Job: Please rewrite all the material below as a numbered list with one line per item. Skip any blank lines and leave the pictures out.
## Begin Data excerpts
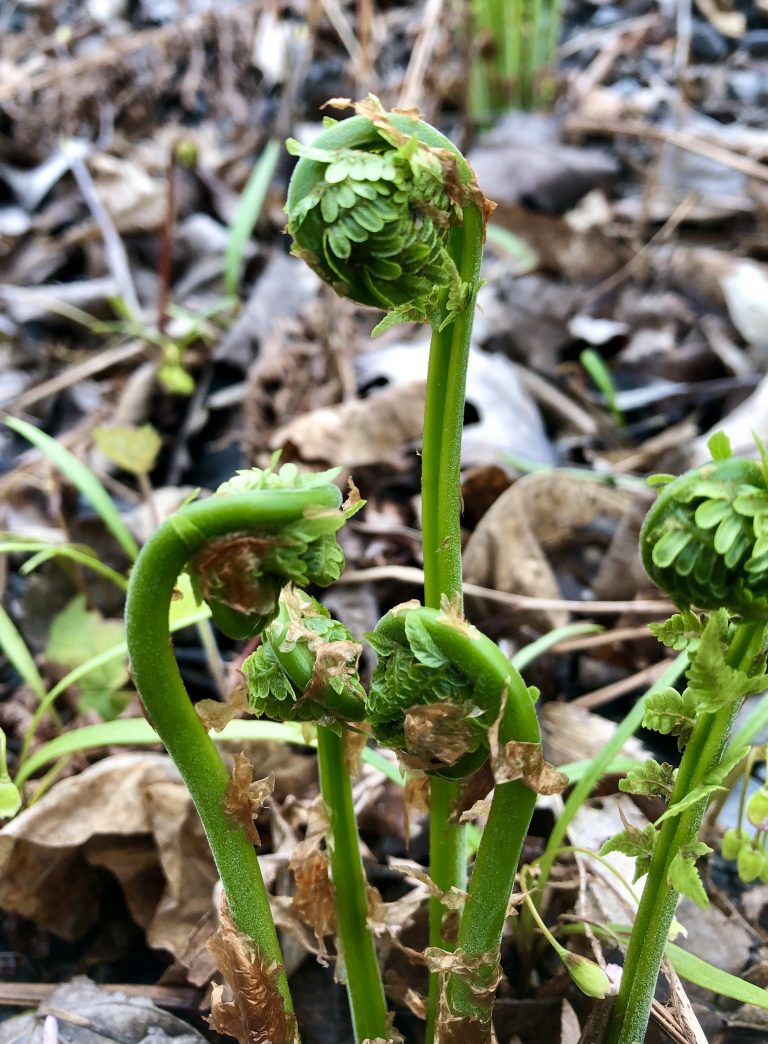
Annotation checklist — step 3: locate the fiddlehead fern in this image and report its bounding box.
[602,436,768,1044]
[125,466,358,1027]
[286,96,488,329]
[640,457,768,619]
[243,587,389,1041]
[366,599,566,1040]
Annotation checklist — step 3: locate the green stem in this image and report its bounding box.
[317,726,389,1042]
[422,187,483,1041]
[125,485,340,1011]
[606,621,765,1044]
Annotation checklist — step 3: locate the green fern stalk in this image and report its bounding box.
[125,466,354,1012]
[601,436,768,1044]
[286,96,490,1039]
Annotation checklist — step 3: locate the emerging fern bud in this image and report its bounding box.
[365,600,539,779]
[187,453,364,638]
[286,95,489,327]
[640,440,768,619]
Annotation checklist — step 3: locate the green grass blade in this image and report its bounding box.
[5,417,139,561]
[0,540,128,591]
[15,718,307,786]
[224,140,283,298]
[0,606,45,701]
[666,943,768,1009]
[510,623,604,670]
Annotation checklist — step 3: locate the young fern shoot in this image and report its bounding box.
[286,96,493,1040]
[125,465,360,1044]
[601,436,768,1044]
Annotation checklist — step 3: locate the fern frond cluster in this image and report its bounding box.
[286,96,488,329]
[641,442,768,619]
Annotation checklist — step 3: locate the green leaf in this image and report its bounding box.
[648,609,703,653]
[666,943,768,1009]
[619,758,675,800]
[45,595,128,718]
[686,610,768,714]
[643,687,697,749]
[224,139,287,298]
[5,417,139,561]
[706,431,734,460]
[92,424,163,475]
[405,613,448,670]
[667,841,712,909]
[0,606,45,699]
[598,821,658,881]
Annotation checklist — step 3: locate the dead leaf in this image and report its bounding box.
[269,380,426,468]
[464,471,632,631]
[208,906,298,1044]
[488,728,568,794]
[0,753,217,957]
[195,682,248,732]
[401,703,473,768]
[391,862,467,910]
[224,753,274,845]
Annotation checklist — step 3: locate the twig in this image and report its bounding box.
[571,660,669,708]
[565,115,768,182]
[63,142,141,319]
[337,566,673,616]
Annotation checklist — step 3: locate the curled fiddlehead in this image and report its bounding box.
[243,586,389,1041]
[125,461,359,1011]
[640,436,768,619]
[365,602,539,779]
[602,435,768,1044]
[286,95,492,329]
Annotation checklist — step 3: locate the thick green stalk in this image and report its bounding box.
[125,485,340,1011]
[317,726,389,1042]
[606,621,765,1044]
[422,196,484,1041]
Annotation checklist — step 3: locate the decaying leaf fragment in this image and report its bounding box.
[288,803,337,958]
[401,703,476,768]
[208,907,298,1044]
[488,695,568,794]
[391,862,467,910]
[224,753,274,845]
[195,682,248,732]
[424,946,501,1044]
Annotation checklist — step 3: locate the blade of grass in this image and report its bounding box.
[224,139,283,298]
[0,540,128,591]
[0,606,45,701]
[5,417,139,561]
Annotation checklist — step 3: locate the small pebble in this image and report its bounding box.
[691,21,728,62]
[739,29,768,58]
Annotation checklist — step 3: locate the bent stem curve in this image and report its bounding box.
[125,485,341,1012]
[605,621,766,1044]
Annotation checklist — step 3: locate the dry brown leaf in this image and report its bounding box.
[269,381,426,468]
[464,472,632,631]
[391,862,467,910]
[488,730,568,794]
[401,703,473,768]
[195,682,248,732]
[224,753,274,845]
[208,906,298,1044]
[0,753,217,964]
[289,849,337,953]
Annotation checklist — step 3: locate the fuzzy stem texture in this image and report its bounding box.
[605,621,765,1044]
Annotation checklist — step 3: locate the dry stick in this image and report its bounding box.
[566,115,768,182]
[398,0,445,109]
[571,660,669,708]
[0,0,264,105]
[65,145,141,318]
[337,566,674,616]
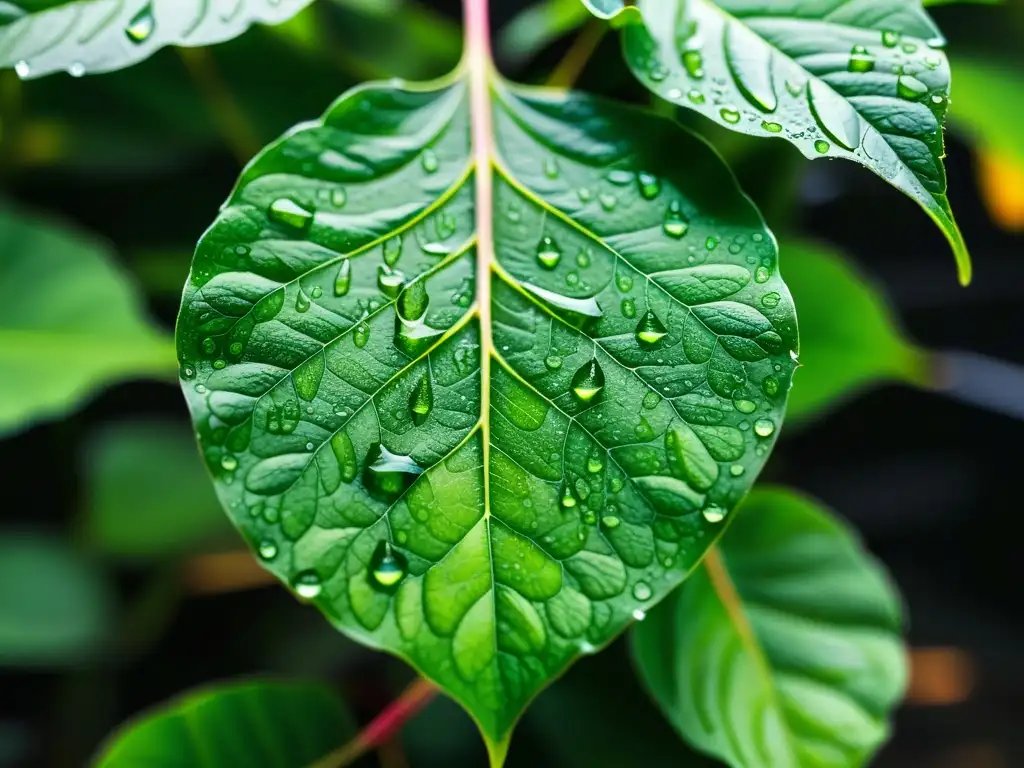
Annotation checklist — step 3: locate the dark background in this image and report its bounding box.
## End Data excerpts
Complete answer:
1. Annotation checklist — step 3: locate the fiddlehead fern in this image and report its bounding box.
2. [602,436,768,1044]
3. [125,466,358,1027]
4. [286,96,488,329]
5. [640,457,768,619]
6. [243,587,389,1041]
7. [366,599,566,1040]
8. Annotation checklist — step 3: locate the green stem in this image and report its bounding box.
9. [317,726,389,1042]
10. [422,187,483,1041]
11. [125,485,340,1011]
12. [606,621,765,1044]
13. Annotation checklist — step 3: locate the green fern stalk in this image and report its bounding box.
14. [125,466,354,1012]
15. [601,436,768,1044]
16. [286,96,490,1039]
17. Annotation checklist — step 3: locate the emerging fern bud in this image and report its bounding box.
18. [365,600,539,779]
19. [187,453,364,638]
20. [286,95,489,327]
21. [640,440,768,619]
22. Annotation checklist — step 3: locate the green grass blade in this image and report its bounding box.
23. [5,417,139,561]
24. [0,540,128,591]
25. [15,718,307,786]
26. [224,140,283,298]
27. [0,606,45,701]
28. [666,943,768,1009]
29. [510,623,604,670]
30. Annotation checklist — step 3: locate the young fern shoot in this image and report its bounding box.
31. [286,96,493,1040]
32. [125,465,360,1044]
33. [601,436,768,1044]
34. Annotation checklist — step 3: locate the fern frond cluster in this image and report its bounding box.
35. [286,96,488,329]
36. [641,442,768,619]
37. Annotation checklist — step 3: locate the green leaf in this image and report its bounding box.
38. [648,609,703,653]
39. [666,943,768,1009]
40. [619,758,675,800]
41. [45,595,128,718]
42. [686,610,768,714]
43. [643,687,697,749]
44. [224,139,287,298]
45. [5,417,139,561]
46. [706,431,734,460]
47. [92,424,163,475]
48. [405,613,448,670]
49. [667,841,712,909]
50. [0,606,45,699]
51. [598,821,658,881]
52. Annotation checklist — step 3: locate the dead leaf in this image and report its bounding box.
53. [269,380,426,468]
54. [464,471,632,631]
55. [208,906,298,1044]
56. [488,728,568,794]
57. [0,753,217,957]
58. [195,682,248,732]
59. [401,703,473,768]
60. [391,862,467,910]
61. [224,753,274,845]
62. Annotation checklist — step 3: locate the twig in this image and report its bounding box.
63. [571,660,669,708]
64. [565,115,768,182]
65. [63,142,141,319]
66. [337,566,673,616]
67. Annotation checklist — step 3: locate the curled fiddlehead in this image and report its bounding box.
68. [243,586,389,1041]
69. [125,461,359,1011]
70. [640,436,768,619]
71. [365,602,539,779]
72. [602,435,768,1044]
73. [286,95,492,329]
74. Annotation checklist — step 3: locate the thick green stalk in this image and report its bounding box.
75. [125,485,340,1011]
76. [317,726,389,1042]
77. [606,621,765,1044]
78. [422,196,484,1041]
79. Annotation checklist — step 3: locate the decaying leaf fragment in this image and report its bounding box.
80. [288,803,337,958]
81. [401,703,476,768]
82. [208,907,298,1044]
83. [488,695,568,794]
84. [391,862,467,910]
85. [224,753,274,845]
86. [195,682,248,732]
87. [424,946,501,1044]
88. Annotation checklist — step 3: locate the blade of grass in this image and report its bounding box.
89. [224,139,283,298]
90. [0,540,128,591]
91. [0,606,45,701]
92. [5,417,139,561]
93. Annotation checklist — step 3: locate the small pebble in this image and report its bounding box.
94. [691,21,728,62]
95. [739,29,768,58]
96. Annotation checklist — step 3: locate the bent stem curve in this image and report its bounding box.
97. [125,485,341,1012]
98. [605,621,766,1044]
99. Annotation checklist — step 3: locate the dry brown leaf in this image and report its bounding box.
100. [269,381,426,468]
101. [464,472,632,631]
102. [391,862,467,910]
103. [488,730,568,794]
104. [401,703,473,768]
105. [195,682,248,732]
106. [224,753,274,845]
107. [208,906,298,1044]
108. [0,753,217,964]
109. [289,849,337,953]
110. Annotation checklist — step 3: locate the fuzzy stem texture in this image and report its bounding box.
111. [605,621,765,1044]
112. Annotation checklist — step 3: locate the dry stick in this image and report its bounding box.
113. [566,115,768,182]
114. [398,0,445,109]
115. [571,660,669,708]
116. [0,0,264,105]
117. [65,145,141,318]
118. [337,566,674,616]
119. Annotation checklist — step 3: locate the dark background in this image and report its bounding box.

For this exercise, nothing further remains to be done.